[Rows from a dataset]

────────────────────

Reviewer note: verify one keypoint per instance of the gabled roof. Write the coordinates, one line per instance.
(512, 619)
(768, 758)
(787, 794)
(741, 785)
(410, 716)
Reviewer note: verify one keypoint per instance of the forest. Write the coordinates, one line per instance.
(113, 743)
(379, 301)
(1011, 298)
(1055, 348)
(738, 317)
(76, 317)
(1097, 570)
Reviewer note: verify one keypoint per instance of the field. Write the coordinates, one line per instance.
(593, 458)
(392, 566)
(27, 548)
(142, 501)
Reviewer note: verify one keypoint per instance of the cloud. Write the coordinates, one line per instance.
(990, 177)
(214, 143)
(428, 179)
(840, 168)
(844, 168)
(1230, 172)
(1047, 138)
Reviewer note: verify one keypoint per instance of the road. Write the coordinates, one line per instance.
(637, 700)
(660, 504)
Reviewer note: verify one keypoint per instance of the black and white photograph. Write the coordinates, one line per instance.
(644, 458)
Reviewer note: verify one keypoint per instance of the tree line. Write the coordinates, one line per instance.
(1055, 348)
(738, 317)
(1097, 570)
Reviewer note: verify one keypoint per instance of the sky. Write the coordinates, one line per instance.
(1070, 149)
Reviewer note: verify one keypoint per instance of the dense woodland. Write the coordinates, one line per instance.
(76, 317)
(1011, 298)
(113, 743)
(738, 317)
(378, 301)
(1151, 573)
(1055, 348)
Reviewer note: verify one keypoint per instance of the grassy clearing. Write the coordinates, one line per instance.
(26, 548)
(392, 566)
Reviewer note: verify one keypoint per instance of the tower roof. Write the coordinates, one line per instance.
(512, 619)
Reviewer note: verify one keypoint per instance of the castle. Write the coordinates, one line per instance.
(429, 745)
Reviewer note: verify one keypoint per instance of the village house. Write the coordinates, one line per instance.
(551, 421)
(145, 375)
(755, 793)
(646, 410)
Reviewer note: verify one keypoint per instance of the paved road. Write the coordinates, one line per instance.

────────────────────

Convert all of the rows above into a numbered list, omitting any blank lines.

1. Reviewer note: verify one keypoint per instance of the gabled roof. Write the coordinates, one line per instance.
2. (512, 619)
3. (768, 758)
4. (787, 794)
5. (741, 785)
6. (410, 716)
7. Reviewer note: verify one keypoint per instance of the forest. Write the coordinates, one line per instance.
8. (113, 743)
9. (379, 301)
10. (1011, 298)
11. (1055, 348)
12. (738, 317)
13. (76, 317)
14. (1097, 570)
15. Reviewer note: verify one keypoint per instance of the field. Write the coordinates, one line per instance.
16. (593, 458)
17. (392, 566)
18. (27, 548)
19. (142, 501)
20. Reviewer note: verify one keypoint per instance of the cloud. Write the coordinates, one line per instance.
21. (990, 177)
22. (214, 143)
23. (428, 179)
24. (840, 168)
25. (844, 168)
26. (1230, 172)
27. (1047, 138)
28. Reviewer note: verify one keypoint per instance of the road. Write the coordinates, one line per instance.
29. (637, 700)
30. (660, 504)
31. Reviewer note: verify one keypoint per instance of the black and white photograph. Write the coordinates, one line per instance.
32. (644, 458)
33. Reviewer note: verify one keypoint per instance of the tree line. Write the coordinates, one line per instance.
34. (1055, 348)
35. (738, 317)
36. (1097, 570)
37. Reviewer note: verify one keypoint per instance of the sky. Write the coordinates, one line per instance.
38. (1070, 149)
39. Reviewer note: verify one keypoint per instance of the dense woodland. Write the coordinates, one line per instance.
40. (76, 317)
41. (1011, 298)
42. (113, 743)
43. (738, 317)
44. (378, 301)
45. (1151, 573)
46. (1055, 348)
47. Reviewer note: verify one keypoint per instance of the grassy clearing. Write the coordinates, one line per instance.
48. (26, 548)
49. (392, 566)
50. Reviewer note: verify one keypoint per instance of the tower roof. Write the coordinates, one line per instance.
51. (512, 619)
52. Reviewer note: verify one keypoint per instance of the castle. Write the coordinates, one line per instance.
53. (429, 745)
54. Reviewer note: verify one keypoint per instance of the village house. Write the coordinates, one line per instance.
55. (551, 421)
56. (145, 375)
57. (755, 793)
58. (646, 410)
59. Reviewer note: verify one keypoint per instance of the paved road. Write the coordinates, one line per instance.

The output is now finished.